▶ WORK INSTRUCTIONS
List every line of the material below that contains the string "green".

┏━━

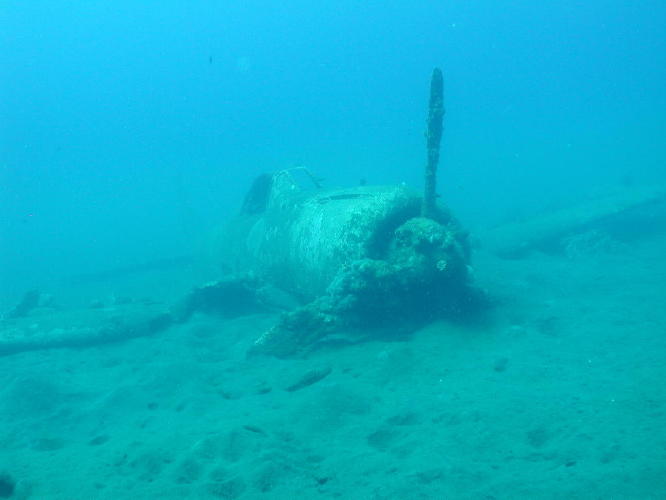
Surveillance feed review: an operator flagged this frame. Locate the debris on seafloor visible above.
[0,298,173,356]
[481,186,666,259]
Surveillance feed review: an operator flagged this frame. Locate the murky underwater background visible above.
[0,0,666,499]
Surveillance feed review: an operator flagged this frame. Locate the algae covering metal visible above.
[218,171,472,356]
[223,171,421,300]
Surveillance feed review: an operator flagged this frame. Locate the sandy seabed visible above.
[0,239,666,500]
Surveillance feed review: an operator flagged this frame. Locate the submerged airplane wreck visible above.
[0,69,666,357]
[201,69,476,356]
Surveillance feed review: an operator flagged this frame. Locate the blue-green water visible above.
[0,0,666,499]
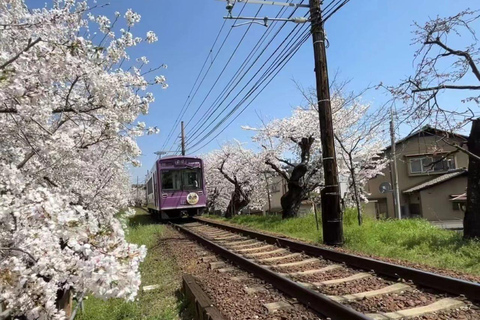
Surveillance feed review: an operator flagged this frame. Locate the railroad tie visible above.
[328,283,413,303]
[237,244,273,253]
[367,298,467,320]
[275,258,319,268]
[248,249,287,258]
[257,253,302,262]
[281,264,343,276]
[313,272,373,286]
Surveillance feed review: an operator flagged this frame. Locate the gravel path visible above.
[185,221,480,320]
[160,228,322,320]
[203,218,480,284]
[344,290,439,313]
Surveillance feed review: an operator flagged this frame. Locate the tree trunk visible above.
[225,186,250,218]
[463,118,480,240]
[350,165,363,226]
[57,289,73,319]
[280,164,307,219]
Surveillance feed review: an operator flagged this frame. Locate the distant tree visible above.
[381,9,480,238]
[244,84,386,223]
[202,141,267,218]
[243,106,322,219]
[333,94,388,225]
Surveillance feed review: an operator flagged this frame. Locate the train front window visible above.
[161,170,182,191]
[161,169,203,191]
[182,169,202,190]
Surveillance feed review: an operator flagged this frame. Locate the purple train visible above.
[147,156,207,220]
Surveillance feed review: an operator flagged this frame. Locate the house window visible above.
[409,155,455,174]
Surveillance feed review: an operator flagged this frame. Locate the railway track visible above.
[174,218,480,320]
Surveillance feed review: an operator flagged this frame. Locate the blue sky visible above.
[29,0,478,180]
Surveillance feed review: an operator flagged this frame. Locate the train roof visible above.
[158,156,201,161]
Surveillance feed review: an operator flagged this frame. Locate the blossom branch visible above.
[0,38,42,69]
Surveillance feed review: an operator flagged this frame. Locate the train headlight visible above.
[187,192,199,204]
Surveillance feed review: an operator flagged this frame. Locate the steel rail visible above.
[172,223,372,320]
[194,217,480,301]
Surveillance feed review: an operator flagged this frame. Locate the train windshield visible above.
[161,168,203,191]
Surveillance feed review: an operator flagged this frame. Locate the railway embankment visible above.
[202,212,480,282]
[75,209,192,320]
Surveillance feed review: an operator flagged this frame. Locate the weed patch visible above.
[75,210,184,320]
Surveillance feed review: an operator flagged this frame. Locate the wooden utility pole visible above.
[309,0,343,246]
[182,121,185,156]
[390,108,402,220]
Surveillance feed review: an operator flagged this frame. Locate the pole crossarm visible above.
[223,16,309,24]
[220,0,310,8]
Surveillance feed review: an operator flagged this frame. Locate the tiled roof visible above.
[403,170,467,193]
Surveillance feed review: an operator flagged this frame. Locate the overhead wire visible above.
[188,24,309,153]
[187,13,308,145]
[188,28,309,153]
[162,20,227,149]
[187,0,303,140]
[169,2,263,154]
[188,0,350,153]
[162,3,247,149]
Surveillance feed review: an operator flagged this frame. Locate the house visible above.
[366,126,468,225]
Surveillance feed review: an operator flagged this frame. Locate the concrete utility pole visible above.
[309,0,343,246]
[182,121,185,156]
[219,0,345,246]
[390,108,402,220]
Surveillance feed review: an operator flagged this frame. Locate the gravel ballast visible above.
[160,228,322,320]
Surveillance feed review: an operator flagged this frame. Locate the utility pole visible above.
[390,107,402,220]
[182,121,185,156]
[219,0,343,246]
[309,0,343,246]
[135,176,140,202]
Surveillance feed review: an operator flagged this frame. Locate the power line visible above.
[187,0,303,139]
[162,3,247,149]
[170,2,263,154]
[187,0,350,153]
[193,30,309,153]
[162,20,226,149]
[187,14,308,148]
[188,24,309,152]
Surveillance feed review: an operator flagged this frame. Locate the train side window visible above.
[184,169,202,190]
[161,170,182,190]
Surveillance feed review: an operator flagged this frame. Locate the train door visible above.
[153,172,160,209]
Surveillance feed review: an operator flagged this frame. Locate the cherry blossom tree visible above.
[0,0,167,319]
[243,106,322,219]
[205,141,267,218]
[333,95,388,225]
[381,9,480,238]
[244,85,386,223]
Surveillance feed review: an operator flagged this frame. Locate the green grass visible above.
[208,209,480,275]
[75,210,184,320]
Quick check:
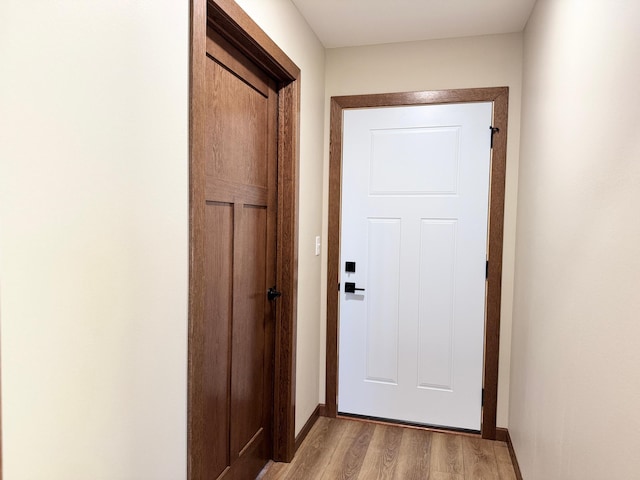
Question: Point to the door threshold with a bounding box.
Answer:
[336,412,481,437]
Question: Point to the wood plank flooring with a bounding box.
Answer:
[258,417,516,480]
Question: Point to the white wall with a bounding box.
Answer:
[320,34,522,426]
[509,0,640,480]
[0,0,189,480]
[236,0,325,433]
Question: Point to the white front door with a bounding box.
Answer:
[338,102,492,430]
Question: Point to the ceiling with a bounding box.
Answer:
[292,0,535,48]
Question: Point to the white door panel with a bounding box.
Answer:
[338,103,492,430]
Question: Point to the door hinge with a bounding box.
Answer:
[489,125,500,148]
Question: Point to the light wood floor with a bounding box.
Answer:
[258,417,516,480]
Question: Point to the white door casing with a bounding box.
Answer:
[338,102,492,430]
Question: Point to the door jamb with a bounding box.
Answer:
[325,87,509,440]
[187,0,300,466]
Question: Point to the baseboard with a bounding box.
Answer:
[296,404,326,452]
[496,428,522,480]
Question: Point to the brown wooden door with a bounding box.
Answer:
[192,30,278,480]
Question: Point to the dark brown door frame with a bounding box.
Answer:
[187,0,300,466]
[326,87,509,440]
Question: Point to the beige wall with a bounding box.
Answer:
[0,0,189,480]
[320,34,522,426]
[232,0,325,433]
[509,0,640,480]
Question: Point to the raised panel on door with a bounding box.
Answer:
[197,202,234,478]
[231,205,268,457]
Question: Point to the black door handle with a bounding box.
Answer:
[344,282,364,293]
[267,287,282,300]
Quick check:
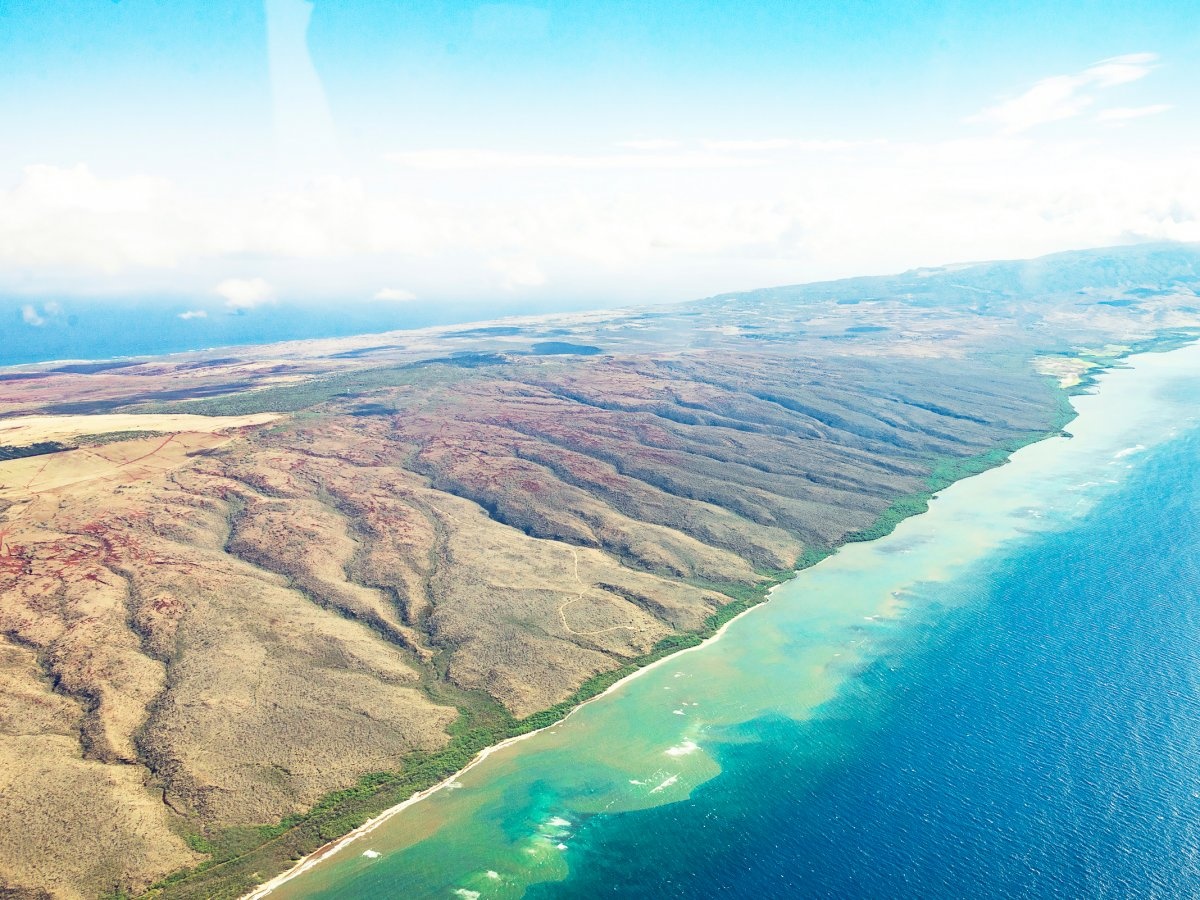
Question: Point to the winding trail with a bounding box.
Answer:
[558,547,637,637]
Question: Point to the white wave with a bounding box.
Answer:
[650,775,679,793]
[664,738,700,756]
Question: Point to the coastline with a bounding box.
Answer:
[149,335,1192,900]
[239,434,1074,900]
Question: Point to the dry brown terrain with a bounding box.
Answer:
[0,243,1200,898]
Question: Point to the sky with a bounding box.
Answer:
[0,0,1200,316]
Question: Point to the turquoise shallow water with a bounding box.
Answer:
[275,348,1200,899]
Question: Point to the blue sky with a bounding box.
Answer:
[0,0,1200,308]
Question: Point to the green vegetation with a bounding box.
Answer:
[76,431,163,446]
[846,439,1041,544]
[131,364,466,415]
[0,440,74,461]
[146,571,796,898]
[146,547,833,898]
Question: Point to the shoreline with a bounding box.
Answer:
[239,580,787,900]
[177,335,1196,900]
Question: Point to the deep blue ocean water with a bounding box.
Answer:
[527,432,1200,899]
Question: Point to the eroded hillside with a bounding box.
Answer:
[0,243,1200,896]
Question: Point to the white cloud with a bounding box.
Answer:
[617,138,680,150]
[967,53,1158,134]
[384,149,757,172]
[1096,103,1171,122]
[214,278,275,310]
[371,288,416,304]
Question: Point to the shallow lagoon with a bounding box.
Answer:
[272,348,1200,898]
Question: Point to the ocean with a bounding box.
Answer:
[0,298,595,367]
[272,347,1200,900]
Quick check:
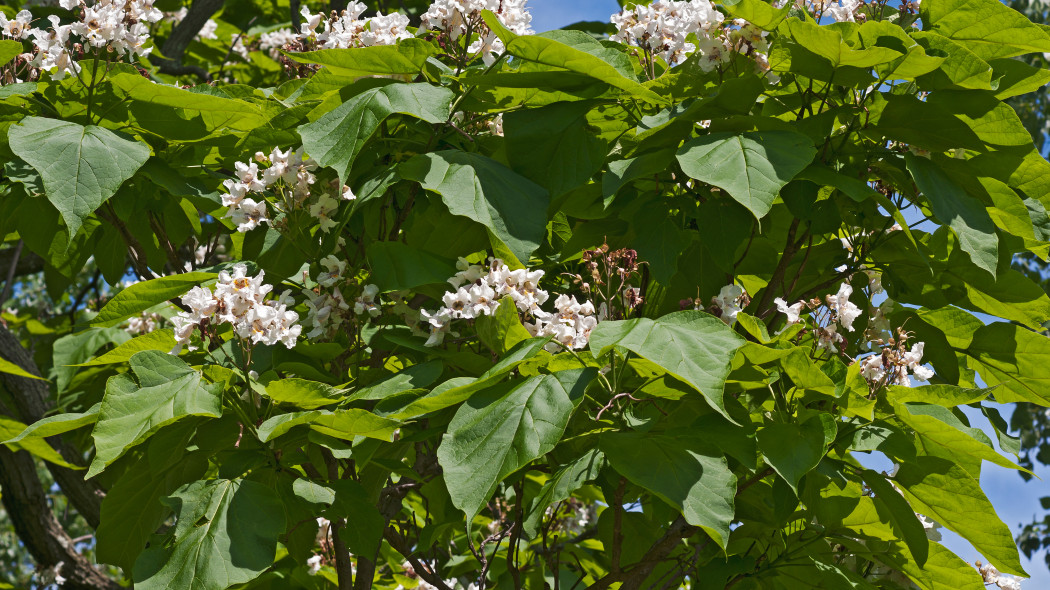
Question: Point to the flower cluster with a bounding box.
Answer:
[860,329,933,392]
[298,2,412,49]
[709,285,751,325]
[223,148,317,232]
[420,0,532,65]
[171,264,302,354]
[609,0,725,65]
[124,312,164,336]
[974,562,1021,590]
[420,258,597,351]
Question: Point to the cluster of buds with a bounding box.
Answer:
[860,328,933,392]
[572,244,644,319]
[171,264,302,354]
[420,0,532,65]
[973,562,1021,590]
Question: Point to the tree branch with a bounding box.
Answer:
[150,0,225,82]
[0,445,121,590]
[0,326,105,528]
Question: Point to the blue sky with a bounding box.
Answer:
[528,0,1050,579]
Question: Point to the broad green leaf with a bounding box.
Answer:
[522,448,605,534]
[894,457,1028,576]
[788,19,904,68]
[895,396,1028,479]
[365,241,457,293]
[106,72,267,133]
[721,0,791,30]
[755,414,836,493]
[475,297,532,356]
[0,416,82,469]
[392,338,549,418]
[49,328,131,392]
[599,426,736,548]
[400,151,548,262]
[132,480,285,590]
[965,322,1050,406]
[96,428,209,572]
[920,0,1050,60]
[91,272,217,328]
[86,351,223,479]
[0,403,102,444]
[0,358,46,381]
[257,408,401,442]
[76,328,175,366]
[861,469,929,567]
[503,101,609,197]
[287,39,436,76]
[0,39,22,65]
[299,80,455,182]
[590,311,744,422]
[988,59,1050,101]
[438,368,595,523]
[7,117,149,239]
[263,378,347,409]
[905,153,999,277]
[484,10,667,104]
[886,383,996,407]
[678,131,817,218]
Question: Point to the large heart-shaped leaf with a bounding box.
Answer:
[438,368,595,523]
[86,351,223,478]
[678,131,817,218]
[7,117,149,238]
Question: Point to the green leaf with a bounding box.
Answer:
[438,368,595,523]
[861,469,929,567]
[788,19,904,68]
[257,408,401,442]
[755,414,836,494]
[76,328,175,366]
[0,416,82,469]
[905,153,999,277]
[299,80,455,182]
[965,322,1050,406]
[483,12,667,104]
[894,403,1030,479]
[722,0,791,30]
[475,297,532,356]
[365,241,457,293]
[400,151,548,262]
[392,338,549,418]
[132,480,285,590]
[522,448,605,534]
[91,272,218,328]
[599,426,736,549]
[0,358,47,381]
[920,0,1050,60]
[86,351,223,479]
[286,39,436,76]
[503,101,609,197]
[894,457,1028,577]
[0,39,22,65]
[590,311,746,423]
[97,428,208,572]
[7,117,149,239]
[678,131,817,218]
[263,378,347,409]
[2,403,102,444]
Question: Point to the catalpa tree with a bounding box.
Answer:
[0,0,1050,590]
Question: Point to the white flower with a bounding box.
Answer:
[773,297,802,325]
[826,282,861,332]
[711,285,743,325]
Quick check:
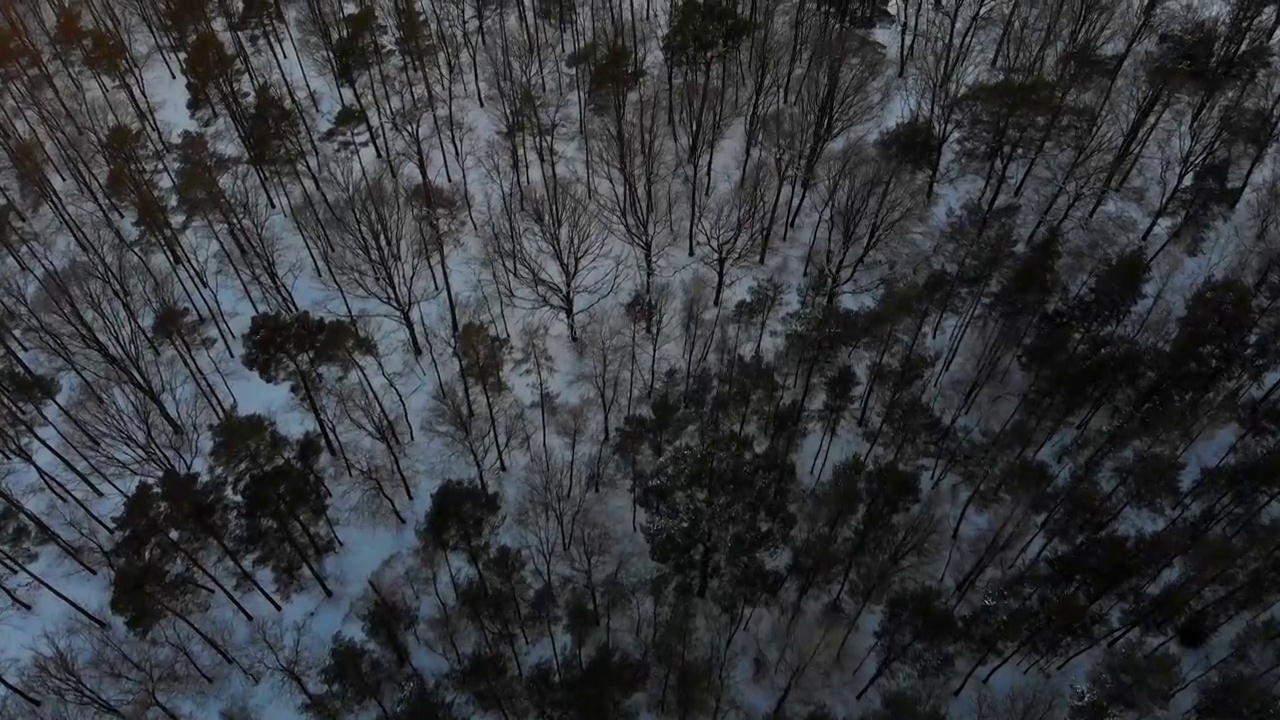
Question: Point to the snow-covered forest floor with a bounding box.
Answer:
[0,0,1280,720]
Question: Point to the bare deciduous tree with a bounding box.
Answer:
[495,179,621,342]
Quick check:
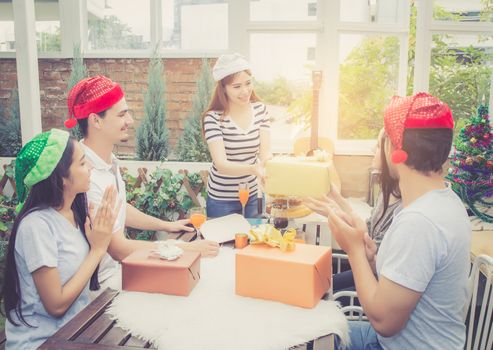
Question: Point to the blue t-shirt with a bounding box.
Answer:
[5,208,89,349]
[377,188,471,350]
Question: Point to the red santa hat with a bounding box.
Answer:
[384,92,454,164]
[65,75,124,129]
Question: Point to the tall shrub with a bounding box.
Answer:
[176,58,214,162]
[136,48,169,161]
[0,89,22,157]
[67,44,89,140]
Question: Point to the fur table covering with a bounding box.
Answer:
[108,247,348,350]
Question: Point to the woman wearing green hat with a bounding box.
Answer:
[2,129,116,349]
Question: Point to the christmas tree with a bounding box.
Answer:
[447,105,493,223]
[136,47,169,161]
[176,59,214,162]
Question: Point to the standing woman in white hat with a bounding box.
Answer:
[202,54,270,218]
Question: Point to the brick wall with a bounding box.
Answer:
[0,58,202,153]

┗━━

▶ OUTPUT
Surveillance feed review: an operator flagged this frame. Locate the blue-green water visible above.
Surveillance feed review: an operator flagged this frame. Locate the green grass visible above.
Question: Point to the green vegetation with a bounding box.
Question: Point to the broad green leaf with a bounding box.
Question: Point to the green leaf with a bounding box.
Question: Point to the woman wearing green hat with a bounding box.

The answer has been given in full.